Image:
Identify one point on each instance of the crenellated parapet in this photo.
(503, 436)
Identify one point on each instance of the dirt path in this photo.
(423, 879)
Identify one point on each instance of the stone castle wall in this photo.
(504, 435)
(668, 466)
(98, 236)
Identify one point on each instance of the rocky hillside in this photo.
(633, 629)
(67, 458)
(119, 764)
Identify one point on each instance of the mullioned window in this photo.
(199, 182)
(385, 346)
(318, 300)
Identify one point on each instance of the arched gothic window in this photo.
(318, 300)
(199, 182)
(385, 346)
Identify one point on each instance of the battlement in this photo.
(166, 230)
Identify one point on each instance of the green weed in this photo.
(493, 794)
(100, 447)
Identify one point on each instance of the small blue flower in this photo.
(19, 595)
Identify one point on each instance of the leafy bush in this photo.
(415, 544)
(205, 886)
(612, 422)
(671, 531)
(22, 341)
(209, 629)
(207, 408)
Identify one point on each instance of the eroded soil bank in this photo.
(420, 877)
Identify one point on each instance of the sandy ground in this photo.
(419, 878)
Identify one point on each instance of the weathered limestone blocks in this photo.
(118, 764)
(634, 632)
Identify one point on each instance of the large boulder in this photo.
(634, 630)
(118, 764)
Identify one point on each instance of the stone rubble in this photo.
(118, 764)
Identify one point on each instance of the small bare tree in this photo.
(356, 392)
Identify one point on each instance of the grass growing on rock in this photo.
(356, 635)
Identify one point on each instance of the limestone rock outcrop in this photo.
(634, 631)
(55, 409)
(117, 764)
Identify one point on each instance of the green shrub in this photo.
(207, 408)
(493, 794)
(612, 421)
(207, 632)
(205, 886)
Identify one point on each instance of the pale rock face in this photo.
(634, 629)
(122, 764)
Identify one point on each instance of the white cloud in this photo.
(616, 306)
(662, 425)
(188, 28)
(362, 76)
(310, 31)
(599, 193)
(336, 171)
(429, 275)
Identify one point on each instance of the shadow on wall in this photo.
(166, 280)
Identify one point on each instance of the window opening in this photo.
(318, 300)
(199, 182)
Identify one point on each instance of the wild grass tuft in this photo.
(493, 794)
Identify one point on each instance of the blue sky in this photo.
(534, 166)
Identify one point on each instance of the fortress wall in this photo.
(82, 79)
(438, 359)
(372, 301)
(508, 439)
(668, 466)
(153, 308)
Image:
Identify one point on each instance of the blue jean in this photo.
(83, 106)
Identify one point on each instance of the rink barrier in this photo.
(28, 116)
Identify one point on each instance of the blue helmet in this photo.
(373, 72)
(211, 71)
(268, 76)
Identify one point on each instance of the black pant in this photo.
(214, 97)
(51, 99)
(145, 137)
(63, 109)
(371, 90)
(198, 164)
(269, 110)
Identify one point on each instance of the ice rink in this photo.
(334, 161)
◆ ◆ ◆ ◆ ◆ ◆ ◆
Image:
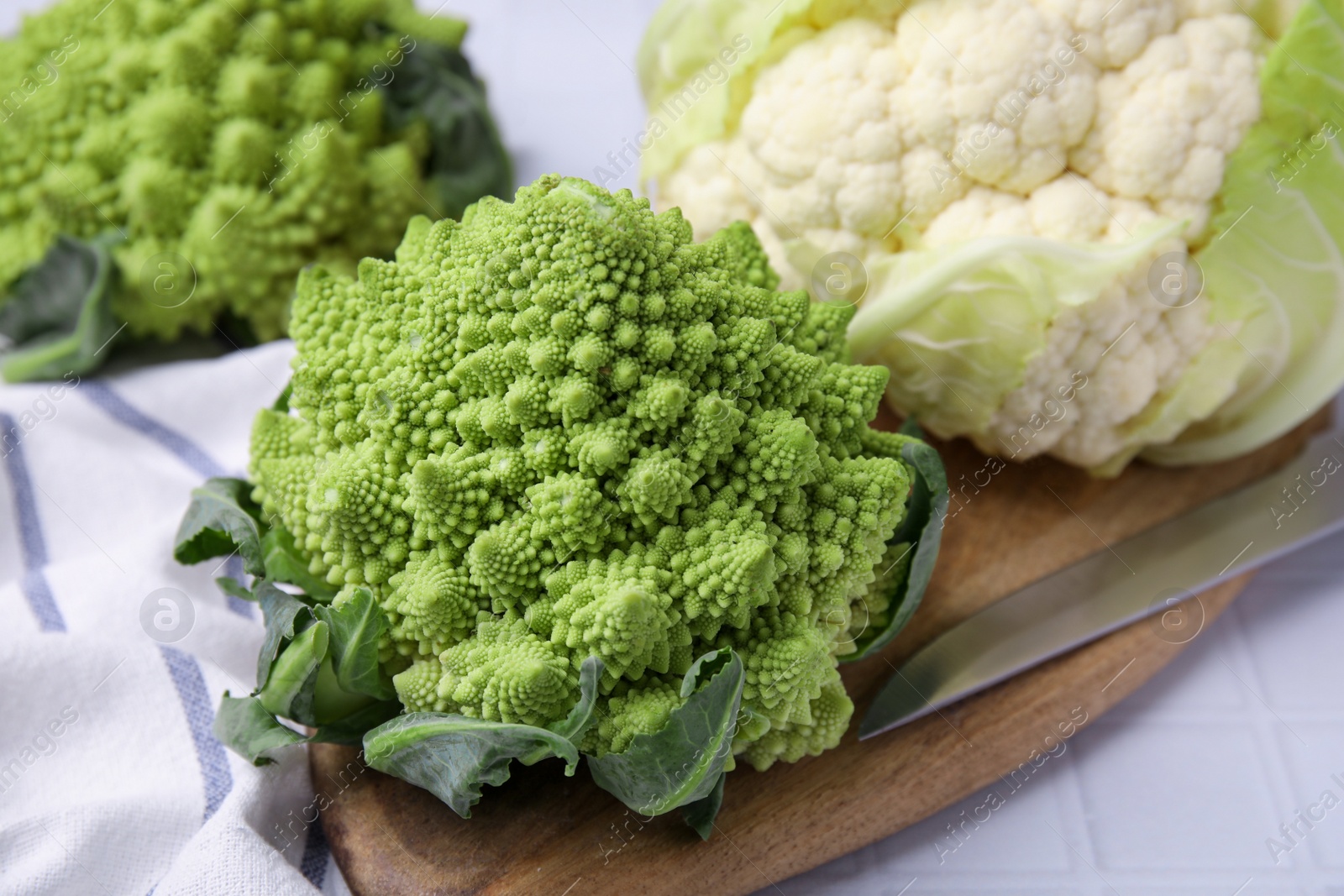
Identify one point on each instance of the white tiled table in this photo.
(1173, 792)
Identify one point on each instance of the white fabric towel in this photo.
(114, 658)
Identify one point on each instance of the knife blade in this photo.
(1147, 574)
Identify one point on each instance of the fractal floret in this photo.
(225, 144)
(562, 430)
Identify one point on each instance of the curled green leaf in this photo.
◆ ◆ ◆ ◆ ◆ ◆ ◆
Written exercise: Copy the records verbatim, starting at the line containing "Identify one point on each instance of the knife" and ending after the line containing "Identify one point on each instance of the curled", with both of those lines included.

Output of the task:
Identify one point on each instance of the knife blade in this photo.
(1147, 574)
Identify one point on each instance of the fractal floret in this photo.
(225, 144)
(562, 430)
Identify one point on each instance of the curled green leaf in this photo.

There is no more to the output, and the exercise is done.